__Exercise brief__. Type out the data exactly as given. Skip any image.

#### Dataset content

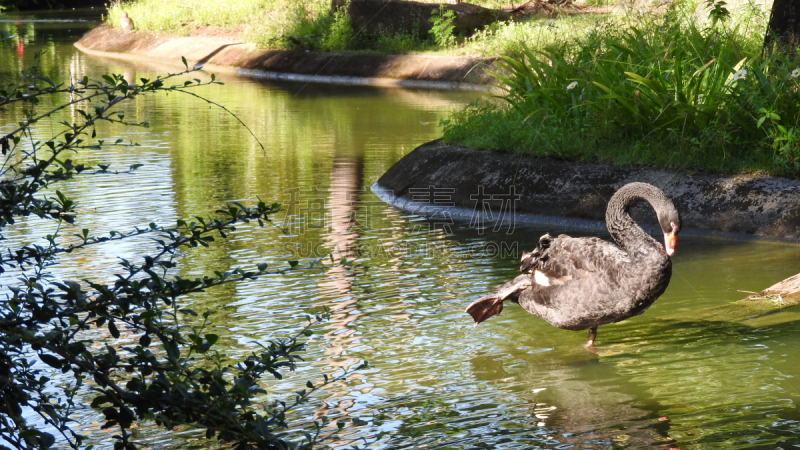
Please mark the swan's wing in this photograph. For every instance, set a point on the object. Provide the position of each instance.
(566, 261)
(492, 304)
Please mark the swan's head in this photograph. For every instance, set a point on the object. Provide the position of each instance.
(670, 222)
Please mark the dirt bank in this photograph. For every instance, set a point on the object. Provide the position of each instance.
(226, 54)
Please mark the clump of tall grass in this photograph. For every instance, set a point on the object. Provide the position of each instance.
(663, 91)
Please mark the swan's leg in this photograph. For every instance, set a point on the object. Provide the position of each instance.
(592, 336)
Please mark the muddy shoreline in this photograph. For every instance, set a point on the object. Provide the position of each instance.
(225, 54)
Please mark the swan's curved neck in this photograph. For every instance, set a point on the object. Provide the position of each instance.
(623, 229)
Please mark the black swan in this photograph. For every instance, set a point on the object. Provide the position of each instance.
(582, 283)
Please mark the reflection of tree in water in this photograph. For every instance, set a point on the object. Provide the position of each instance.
(346, 176)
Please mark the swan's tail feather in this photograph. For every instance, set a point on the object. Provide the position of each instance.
(485, 307)
(492, 304)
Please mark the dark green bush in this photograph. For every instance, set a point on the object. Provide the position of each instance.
(172, 373)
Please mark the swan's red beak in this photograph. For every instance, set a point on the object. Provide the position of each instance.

########

__Response__.
Please mark the swan's wing in this photograph. For every instance, set a point on the object. Provide the position of each instance.
(566, 261)
(492, 304)
Please mark the swan's head in this photograph. For every instance, set a point on the object. Provide the position of each instance.
(670, 222)
Please mark the dirt bank in this photograph. For every instance, set a point on the object. Provide the position of each instance.
(226, 54)
Please mark the clump of tall grass in this photograph. For every instance, set a point on the object. Provide the position of each instance.
(663, 91)
Please mark the swan's leg in this photograph. For every instance, set a point on the object. Provide the position of each instance.
(592, 336)
Please mark the muddy shoreline in this photograph. For every instance, set a point on the object. Provide the position of each instance.
(225, 54)
Please mark the swan's curved neck in this photograph. For every instance, set a point on the object. Provide the position of each instance.
(623, 229)
Please mark the black swan in this photograph. For every instance, set a point on the object. Provide the position of each instance.
(582, 283)
Please mark the reflection of tree in water in this photograph. For every instance, set a point on the object. Provide the position of each instance.
(346, 176)
Please mark the swan's tail feather in this photograph. For every instance, set a point on the object. Provide the position of each instance.
(485, 307)
(492, 304)
Please mark the dark green bush in this photograph. For every instance, set a point on the object. Provide the position of each instance.
(172, 373)
Please mark the swan's red beak in this photograph. For every instance, set a point on the object. Provide the position of each instance.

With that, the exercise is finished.